Yves, massacreur de grands rôles et Michel, adepte du théâtre expérimental, sont les meilleurs ennemis du monde. Quand ils ne s’envoient pas des vacheries, ils s’entendent pour conduire sournoisement l’animatrice, Madame Binet, vers la dépression. Odile, sa remplaçante, est passionnée de théâtre et voudrait qu’ils reprennent du service. Pas question de faire les guignols pour des morts-vivants ! L’arrivée dans le home de Jean-Claude les fait changer d’avis. Jaloux de ce monstre sacré, qui les a cocufiés tous les deux, ils rivalisent avec lui, pour interpréter une scène du "Dom Juan" de Molière. La scène, que Françoise, dont tous les trois ont été amoureux, avait présentée, à son examen d’entrée au Conservatoire. Cette représentation pourrait réveiller sa mémoire lointaine et la sortir de son silence.

> Consigne: Relevez tous les personnages de l'histoire que l'extrait désigne par leur nom. Appuyez-vous uniquement sur l'extrait.

> Données enregistrées:
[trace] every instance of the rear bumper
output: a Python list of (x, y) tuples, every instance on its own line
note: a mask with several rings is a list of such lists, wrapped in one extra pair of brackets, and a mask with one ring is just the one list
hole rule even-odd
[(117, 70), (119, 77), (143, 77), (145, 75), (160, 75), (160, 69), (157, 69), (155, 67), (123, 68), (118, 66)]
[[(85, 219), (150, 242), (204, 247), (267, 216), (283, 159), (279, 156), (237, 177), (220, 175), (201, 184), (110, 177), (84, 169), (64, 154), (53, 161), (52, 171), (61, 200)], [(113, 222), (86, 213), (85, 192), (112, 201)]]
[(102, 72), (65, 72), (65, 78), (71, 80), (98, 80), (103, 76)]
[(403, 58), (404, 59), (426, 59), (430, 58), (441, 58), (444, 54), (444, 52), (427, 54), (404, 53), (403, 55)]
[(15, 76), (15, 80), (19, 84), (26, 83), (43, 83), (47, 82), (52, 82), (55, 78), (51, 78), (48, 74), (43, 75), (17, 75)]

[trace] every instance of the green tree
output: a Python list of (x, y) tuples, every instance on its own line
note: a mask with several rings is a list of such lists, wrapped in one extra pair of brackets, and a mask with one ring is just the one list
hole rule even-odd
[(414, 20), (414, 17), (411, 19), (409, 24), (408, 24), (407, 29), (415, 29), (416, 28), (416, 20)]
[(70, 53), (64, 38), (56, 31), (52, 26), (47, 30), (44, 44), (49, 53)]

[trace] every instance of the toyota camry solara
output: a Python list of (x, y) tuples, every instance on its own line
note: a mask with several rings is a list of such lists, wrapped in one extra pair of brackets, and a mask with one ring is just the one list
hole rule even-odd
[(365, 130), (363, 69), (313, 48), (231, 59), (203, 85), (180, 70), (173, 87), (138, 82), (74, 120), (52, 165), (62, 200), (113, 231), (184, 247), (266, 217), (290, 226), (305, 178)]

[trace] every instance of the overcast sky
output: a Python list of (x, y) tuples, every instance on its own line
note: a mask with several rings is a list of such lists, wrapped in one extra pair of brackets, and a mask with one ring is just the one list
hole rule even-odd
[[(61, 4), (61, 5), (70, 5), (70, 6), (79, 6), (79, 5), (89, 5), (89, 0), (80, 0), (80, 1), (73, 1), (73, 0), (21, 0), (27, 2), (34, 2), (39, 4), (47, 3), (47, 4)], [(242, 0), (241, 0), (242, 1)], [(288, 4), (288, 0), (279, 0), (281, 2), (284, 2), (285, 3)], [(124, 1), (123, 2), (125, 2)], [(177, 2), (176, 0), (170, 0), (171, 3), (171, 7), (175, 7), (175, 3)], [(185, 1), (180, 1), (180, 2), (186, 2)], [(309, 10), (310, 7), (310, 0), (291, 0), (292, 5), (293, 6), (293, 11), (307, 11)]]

> Réponse: Yves, Michel, Madame Binet, Odile, Jean-Claude, Françoise